WORKING DATA |
## start

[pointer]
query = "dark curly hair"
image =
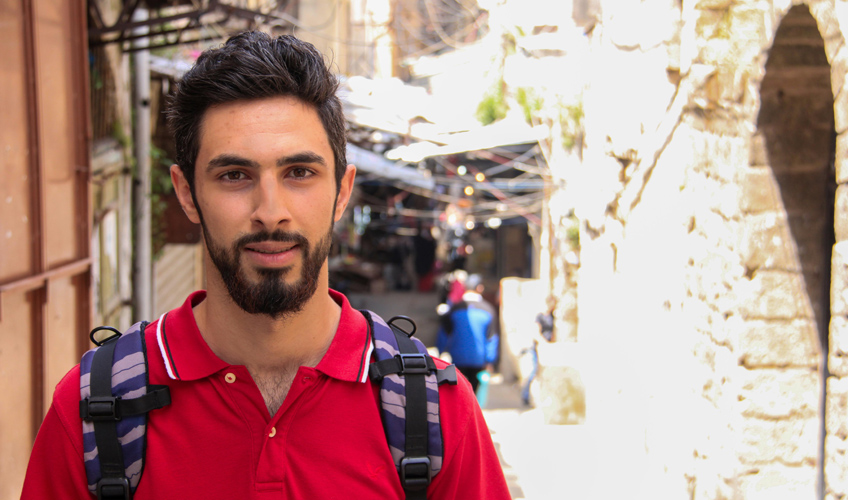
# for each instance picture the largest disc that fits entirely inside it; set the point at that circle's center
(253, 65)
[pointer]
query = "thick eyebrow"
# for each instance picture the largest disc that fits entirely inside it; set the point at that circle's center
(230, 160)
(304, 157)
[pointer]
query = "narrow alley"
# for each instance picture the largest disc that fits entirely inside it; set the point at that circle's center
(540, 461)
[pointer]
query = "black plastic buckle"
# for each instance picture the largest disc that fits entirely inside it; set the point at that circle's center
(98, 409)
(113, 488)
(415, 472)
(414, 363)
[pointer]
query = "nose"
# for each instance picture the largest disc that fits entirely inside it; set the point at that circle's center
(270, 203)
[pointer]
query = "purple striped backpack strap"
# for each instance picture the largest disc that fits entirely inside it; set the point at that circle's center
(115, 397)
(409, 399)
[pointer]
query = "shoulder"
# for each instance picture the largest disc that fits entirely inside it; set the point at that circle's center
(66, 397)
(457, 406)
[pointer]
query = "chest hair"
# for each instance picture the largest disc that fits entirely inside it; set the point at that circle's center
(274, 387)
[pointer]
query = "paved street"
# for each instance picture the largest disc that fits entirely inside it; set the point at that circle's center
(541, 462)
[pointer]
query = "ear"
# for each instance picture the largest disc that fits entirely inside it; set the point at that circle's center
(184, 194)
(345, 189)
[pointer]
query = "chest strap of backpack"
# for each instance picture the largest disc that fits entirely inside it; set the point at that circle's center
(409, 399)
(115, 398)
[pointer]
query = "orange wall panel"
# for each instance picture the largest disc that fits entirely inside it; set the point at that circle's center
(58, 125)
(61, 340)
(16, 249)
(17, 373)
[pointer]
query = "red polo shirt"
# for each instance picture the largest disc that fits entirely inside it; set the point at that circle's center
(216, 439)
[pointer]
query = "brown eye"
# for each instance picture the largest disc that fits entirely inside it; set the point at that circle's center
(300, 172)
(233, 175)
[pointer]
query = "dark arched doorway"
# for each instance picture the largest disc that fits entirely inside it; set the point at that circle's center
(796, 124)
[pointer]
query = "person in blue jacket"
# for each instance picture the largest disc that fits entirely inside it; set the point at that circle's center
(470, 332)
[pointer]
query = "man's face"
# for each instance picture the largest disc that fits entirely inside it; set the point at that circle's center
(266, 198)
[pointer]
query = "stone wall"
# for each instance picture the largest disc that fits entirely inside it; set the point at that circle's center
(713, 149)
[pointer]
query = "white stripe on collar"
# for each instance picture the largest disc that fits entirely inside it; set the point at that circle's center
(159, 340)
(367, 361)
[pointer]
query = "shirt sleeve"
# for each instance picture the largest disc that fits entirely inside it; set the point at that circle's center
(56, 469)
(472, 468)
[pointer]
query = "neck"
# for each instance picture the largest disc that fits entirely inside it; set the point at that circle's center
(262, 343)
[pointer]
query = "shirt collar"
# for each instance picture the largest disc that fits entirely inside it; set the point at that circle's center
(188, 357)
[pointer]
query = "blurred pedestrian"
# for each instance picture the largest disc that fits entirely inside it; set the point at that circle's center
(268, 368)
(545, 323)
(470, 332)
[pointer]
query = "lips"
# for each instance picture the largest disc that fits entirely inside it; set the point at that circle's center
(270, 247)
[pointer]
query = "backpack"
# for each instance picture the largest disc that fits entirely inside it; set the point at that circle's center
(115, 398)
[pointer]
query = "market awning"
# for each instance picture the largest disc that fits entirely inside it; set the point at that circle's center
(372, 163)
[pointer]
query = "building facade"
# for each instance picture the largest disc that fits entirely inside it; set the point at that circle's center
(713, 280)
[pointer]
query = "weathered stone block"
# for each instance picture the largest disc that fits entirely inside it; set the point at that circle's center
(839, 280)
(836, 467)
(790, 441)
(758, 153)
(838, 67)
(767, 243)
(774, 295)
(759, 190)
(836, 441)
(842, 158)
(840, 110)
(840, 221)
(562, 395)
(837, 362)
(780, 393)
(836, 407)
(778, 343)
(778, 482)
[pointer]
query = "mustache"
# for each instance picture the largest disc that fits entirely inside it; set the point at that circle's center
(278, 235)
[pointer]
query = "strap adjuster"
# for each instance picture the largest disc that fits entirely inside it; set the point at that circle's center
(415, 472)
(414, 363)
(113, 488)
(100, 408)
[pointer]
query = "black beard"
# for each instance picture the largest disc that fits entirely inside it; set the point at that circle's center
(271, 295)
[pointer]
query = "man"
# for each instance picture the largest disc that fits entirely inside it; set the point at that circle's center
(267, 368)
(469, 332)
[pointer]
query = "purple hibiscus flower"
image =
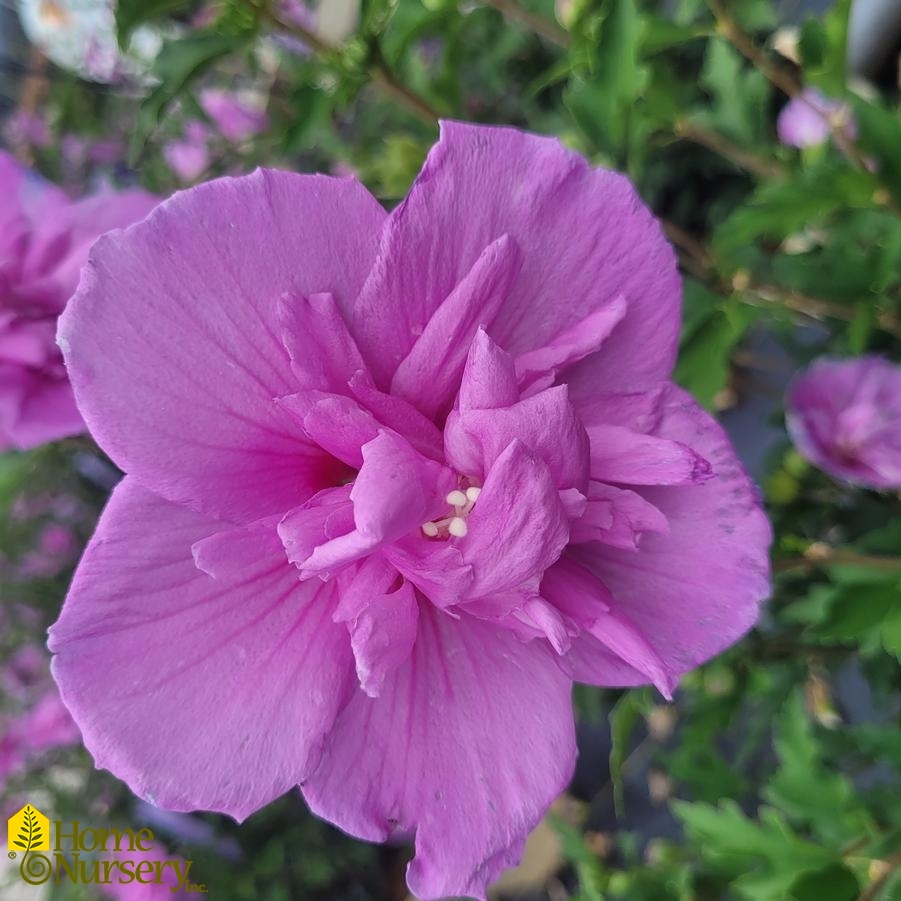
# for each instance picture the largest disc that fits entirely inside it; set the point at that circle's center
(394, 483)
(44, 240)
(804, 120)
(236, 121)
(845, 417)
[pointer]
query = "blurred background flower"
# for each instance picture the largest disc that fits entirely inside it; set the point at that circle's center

## end

WHAT IS NEEDED | Write out again every line above exactly as given; the pictures do not belong in the copy.

SOLUTION BELOW |
[pointer]
query = "dark curly hair"
image =
# for each instance picture the largest disc that fits entirely inside it; set the point at that circle's center
(253, 65)
[pointer]
query = "thick eyebrow"
# for each instance picture the largest disc that fits entirely inside it; set the point at that circle's center
(230, 160)
(304, 157)
[pointer]
query = "narrow alley"
# for each instance picture the largest disc that fits entirely inside it; set the point at that circle's center
(540, 461)
[pointer]
query = "black plastic buckle"
# for each instance picture the largest disc that fits entirely inside it; set the point at that circle's center
(98, 409)
(113, 488)
(415, 472)
(414, 363)
[pointer]
query = "nose"
# for each instance picture the largest disc that fits entirely inside it; set the point at that circle's center
(270, 203)
[pointer]
query = "purple striped backpack strap"
# for each instance picture the largest disc that fits entirely inside it; set the point at that circle's center
(115, 397)
(409, 399)
[pointer]
query = "shoulder"
# for each instance picture the largest disc that fits entirely inside it; set the point at that circle's center
(66, 397)
(457, 406)
[pointer]
query = "chest hair"
# for each instance picture the largest disc that fits entirely inside it; set the point at that circle's center
(274, 387)
[pointer]
query = "paved street"
# for each instance picture the largest disc that fits entirely inside it; set the point at that circle's center
(541, 462)
[pointer]
query = "ear"
# for each instance picture the largest disc that fits entirely inside it; set the point at that circle's center
(184, 194)
(345, 189)
[pointer]
query = "chest strap of backpack"
# for each instance picture the largest disc that fits entirely inside it; set the point at that circle's center
(409, 399)
(115, 398)
[pointer]
query = "orange wall panel"
# for each instance picture the largest disc that fits entirely inside it; set the point at that circle's center
(58, 125)
(61, 340)
(16, 249)
(17, 373)
[pointer]
query = "red polo shirt"
# for each instance picture the largest disc that fits entirely inside it; set the point at that circle's center
(216, 439)
[pointer]
query = "brown eye"
# for each instance picture the largest disc that fits entirely inside it; set the point at that circle's center
(300, 172)
(233, 175)
[pointer]
query = "dark arched doorway"
# for each instance picture the largest disc that fits entirely inside it; set the point at that circle's center
(796, 124)
[pointer]
query = "person in blue jacket"
# for each instance picture the largest disc that fits entirely inside it; set the point at that circle's center
(470, 332)
[pointer]
query = "man's face"
# for each instance picture the largest disc that fits entirely inside it; set the point at that circle's center
(266, 198)
[pointer]
query = "stone wall"
# for each instance picture the largest disc that fits entirely inside it; set the point at that circle's center
(713, 149)
[pointer]
query = "white stripe on collar"
# for each instance picture the largest disc that fits entirely inside it; set the point at that circle's center
(159, 340)
(367, 361)
[pointer]
query = "shirt sleeve"
# for each instance picture the largest disc that fits entirely inside it; set the point at that circle's center
(56, 469)
(472, 468)
[pointer]
query = "neck"
# for each instance picture the largest disc that fits entirely inside it; set the point at that circle's center
(262, 343)
[pointer]
query = "shirt collar"
# for each instance picture the largest disc that fits entirely inside it; set the point at that circle's center
(188, 357)
[pointer]
query = "blurred pedestrian"
# for each instance picture the largest disc that fits entirely inside it; set the point at that circle's center
(268, 368)
(545, 323)
(470, 332)
[pointer]
query = "lips"
# for each instance picture the largest disc that fits entirely inside it; set the point at that circle's center
(270, 247)
[pointer]
query = "backpack"
# for each instance picture the largest disc that fits entirely inside it; set the point at that circle's center
(115, 398)
[pointer]
query = "market awning"
# for each instance picture the largest disc that fits entirely inside it; set the point at that circle's center
(372, 163)
[pointer]
query = "building facade"
# for each instance picture the largest disc that fits entirely inside it; set the point at that circle's center
(713, 280)
[pointer]
query = "weathered stone block"
# for each instance picture the largest disc that fits entirely inside it; set the point at that circle's center
(839, 280)
(836, 467)
(790, 441)
(758, 153)
(838, 67)
(767, 243)
(774, 295)
(759, 190)
(836, 441)
(842, 158)
(840, 110)
(840, 221)
(562, 395)
(837, 362)
(780, 393)
(836, 407)
(778, 343)
(778, 482)
[pointer]
query = "mustache"
# for each instance picture the largest disc that fits entirely inside it; set the point at that circle's center
(278, 235)
[pointer]
query = "strap adjuster"
# for each instance picture the largest disc that fits entirely inside it; set the point at that circle's center
(415, 472)
(414, 363)
(113, 488)
(100, 408)
[pointer]
query = "black beard"
# for each instance picture the largest disc that fits entirely inside it; set the point at that circle's center
(271, 295)
[pointer]
query = "man"
# for each instance picture the largest disc that fits entirely inside it; set the point at that circle's center
(267, 368)
(469, 332)
[pointer]
query = "purple hibiscus flower"
image =
# for each instance picture the largest disc that fits entirely inside it; set the point at that circle's center
(394, 483)
(44, 240)
(804, 120)
(236, 121)
(845, 417)
[pointer]
query = "blurred background flower"
# for each instance picture the largest disc that fits entirely inside it; set the point at that circle's center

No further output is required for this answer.